* Source extract:
## start
# Wireless problem after returning from Sleep mode



## SpaceCowboy5953 (Mar 28, 2012)

I have an Asus Zenbook UX31e I've installed the Consumer Preview of Windows 8 on. I have one problem I'd like some help on, after returning from Sleep mode I am unable to get a network connection, wired or wireless... The wireless card is an Atheros AR9485WB-EG and the wired connection is an ASIX AX88772B adapter. They both have the latest drivers from Asus' website. Everything runs fine after a clean reboot, just having trouble after coming back from Sleep mode.

Any thoughts?


----------



## SpaceCowboy5953 (Mar 28, 2012)

I tried disabling fast startup and "Allow the computer to turn off this device to save power".... no chnage.


----------



## 2xg (Aug 5, 2009)

Hello SpaceCowboy,

It's a common compatibility issue with your router. I am having a similar issue as well, I tried updating the driver of my Atheros device and changed the wireless channel connected to our Netgear Dual Band N Router. When I put the old Linksys router that I have - no disconnection issue at all. :grin:

Have you tried connecting your computer to another router or a Public Hotspot? Are you able to replicate the issue?
## end
* Aim 1:
List every piece of hardware that the sleep-mode wireless thread names by brand.
* Aim 2:
Write the next part of the sleep-mode wireless thread, picking up after its final post.
The lines that follow are not needed for any of this work.

* Extracted information:
## start
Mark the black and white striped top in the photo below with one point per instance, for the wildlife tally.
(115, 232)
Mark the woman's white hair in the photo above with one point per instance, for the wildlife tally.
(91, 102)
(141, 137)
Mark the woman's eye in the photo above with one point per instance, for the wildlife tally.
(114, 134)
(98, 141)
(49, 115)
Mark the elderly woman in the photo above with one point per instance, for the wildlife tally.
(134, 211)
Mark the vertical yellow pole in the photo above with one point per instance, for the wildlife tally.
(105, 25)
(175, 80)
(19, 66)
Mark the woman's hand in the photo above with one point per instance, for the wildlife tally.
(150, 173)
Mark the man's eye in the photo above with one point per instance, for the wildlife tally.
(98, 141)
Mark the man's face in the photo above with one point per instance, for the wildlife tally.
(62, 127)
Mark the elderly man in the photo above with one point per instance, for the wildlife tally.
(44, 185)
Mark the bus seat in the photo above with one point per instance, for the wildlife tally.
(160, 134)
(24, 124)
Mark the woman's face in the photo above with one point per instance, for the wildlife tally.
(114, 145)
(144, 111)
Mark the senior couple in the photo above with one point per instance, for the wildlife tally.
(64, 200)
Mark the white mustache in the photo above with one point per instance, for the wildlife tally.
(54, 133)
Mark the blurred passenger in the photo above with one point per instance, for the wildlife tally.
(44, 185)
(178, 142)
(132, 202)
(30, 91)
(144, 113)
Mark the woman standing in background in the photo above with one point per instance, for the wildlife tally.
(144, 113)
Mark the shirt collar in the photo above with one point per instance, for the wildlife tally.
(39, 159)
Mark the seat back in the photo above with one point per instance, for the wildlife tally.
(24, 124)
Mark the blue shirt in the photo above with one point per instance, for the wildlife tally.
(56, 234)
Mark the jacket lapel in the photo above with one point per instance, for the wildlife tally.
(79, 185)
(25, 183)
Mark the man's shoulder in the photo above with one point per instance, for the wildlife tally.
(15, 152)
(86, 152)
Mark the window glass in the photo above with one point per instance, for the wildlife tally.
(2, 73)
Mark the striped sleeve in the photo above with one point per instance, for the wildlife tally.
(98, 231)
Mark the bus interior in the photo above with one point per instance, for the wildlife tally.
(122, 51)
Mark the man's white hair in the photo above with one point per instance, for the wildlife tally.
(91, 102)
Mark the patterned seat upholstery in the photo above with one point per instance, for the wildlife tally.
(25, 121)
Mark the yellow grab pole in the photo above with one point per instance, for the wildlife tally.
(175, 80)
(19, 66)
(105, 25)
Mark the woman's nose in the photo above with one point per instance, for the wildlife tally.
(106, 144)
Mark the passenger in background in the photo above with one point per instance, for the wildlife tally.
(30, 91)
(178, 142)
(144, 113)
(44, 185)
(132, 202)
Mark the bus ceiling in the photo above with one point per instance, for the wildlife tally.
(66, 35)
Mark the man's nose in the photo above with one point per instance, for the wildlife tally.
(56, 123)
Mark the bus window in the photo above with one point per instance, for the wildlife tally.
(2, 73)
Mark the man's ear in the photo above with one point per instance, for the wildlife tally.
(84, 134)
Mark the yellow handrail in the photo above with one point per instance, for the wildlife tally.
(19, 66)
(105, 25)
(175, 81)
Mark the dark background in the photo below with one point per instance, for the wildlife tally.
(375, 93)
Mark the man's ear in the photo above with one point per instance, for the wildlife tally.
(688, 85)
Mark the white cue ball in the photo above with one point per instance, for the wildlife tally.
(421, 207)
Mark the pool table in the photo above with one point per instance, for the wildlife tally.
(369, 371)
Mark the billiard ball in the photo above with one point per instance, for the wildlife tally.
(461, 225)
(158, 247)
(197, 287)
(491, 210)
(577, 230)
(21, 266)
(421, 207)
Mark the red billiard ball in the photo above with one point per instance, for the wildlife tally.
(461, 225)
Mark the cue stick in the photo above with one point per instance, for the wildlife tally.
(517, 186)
## end
* Task result 1:
- Asus Zenbook UX31e
- Atheros AR9485WB-EG wireless card
- ASIX AX88772B adapter (wired connection)
- Netgear Dual Band N Router
- Linksys router

* Task result 2:
This didn't work for me either. :grin:


> I tried disabling fast startup and "Allow the computer to turn off this device to save power".... no chnage.


----------



## SpaceCowboy5953 (Mar 28, 2012)

Thanks for the reply 2xG unfortunately I don't think the fault lies with the router... I travel for work and connect to several different AP's every day. I have the same problem on every wireless network.


----------



## 2xg (Aug 5, 2009)

You may try using a USB Wi-Fi adapter.


> I have the same problem on every wireless network.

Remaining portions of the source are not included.